Monday, March 31, 2008

Today's Project - Palomino Morgan

"Dapples", a Morgan mare. This is oil pencil and conte on black, about 11 x 6".

This is on eBay.

Sunday, March 30, 2008

The Ultimate Dog Lover

Chicken Soup for the Soul publishers are coming out with a new dog book called The Ultimate Dog Lover, and I just found out that not one, but two of my stories have made it into the final round of submissions.

One story is about Cavar, my police dog, and the second is about Scorch.

I will have final word on their acceptance by May 30th. Keep fingers crossed!

Saturday, March 29, 2008


We took a little ride this evening. The red winged blackbirds serenaded us as we clopped up the road.

Clifford was happy to go; in fact he stopped me from taking his halter off. He mashed his lips against mine and stood there for a long time, gently flipping his upper lip against mine. He had a glazed over look. I half expected him to slip me the tongue.

Finally I convinced him it was time to quit kissing and get the bridle on. I kept a loose rein, allowing him to drop his head and plod along. He did not have the usual spring in his step, but wasn't limping either.
▬▬▬▬▬▬
◆ Instructions ◆
A: In the blog entries, by what date does the writer expect final word on whether the stories are accepted?
B: Duplicate the blog entries verbatim, from "Chicken Soup for" to "is about Scorch.".

◆ Given entries ◆
▬▬▬▬▬▬
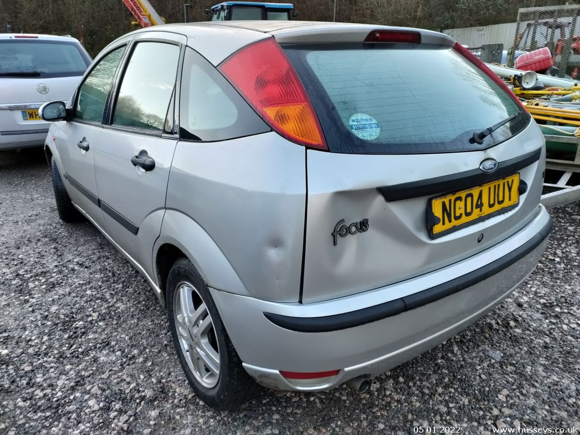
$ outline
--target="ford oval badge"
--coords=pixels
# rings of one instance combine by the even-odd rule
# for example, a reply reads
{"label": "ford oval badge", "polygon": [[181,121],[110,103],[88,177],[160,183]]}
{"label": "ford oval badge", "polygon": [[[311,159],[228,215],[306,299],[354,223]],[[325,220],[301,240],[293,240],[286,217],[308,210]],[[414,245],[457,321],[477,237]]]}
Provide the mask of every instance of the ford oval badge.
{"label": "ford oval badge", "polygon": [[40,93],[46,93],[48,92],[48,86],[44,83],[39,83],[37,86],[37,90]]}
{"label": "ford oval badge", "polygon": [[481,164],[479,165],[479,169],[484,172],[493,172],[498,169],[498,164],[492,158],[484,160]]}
▬▬▬▬▬▬
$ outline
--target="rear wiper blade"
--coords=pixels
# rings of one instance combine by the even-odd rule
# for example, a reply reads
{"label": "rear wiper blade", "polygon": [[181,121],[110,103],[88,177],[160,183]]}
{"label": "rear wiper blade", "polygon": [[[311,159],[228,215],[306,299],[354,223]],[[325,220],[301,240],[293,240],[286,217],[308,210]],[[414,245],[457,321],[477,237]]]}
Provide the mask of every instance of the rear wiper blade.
▬▬▬▬▬▬
◆ Solutions below ◆
A: By May 30th.

B:
Chicken Soup for the Soul publishers are coming out with a new dog book called The Ultimate Dog Lover, and I just found out that not one, but two of my stories have made it into the final round of submissions.

One story is about Cavar, my police dog, and the second is about Scorch.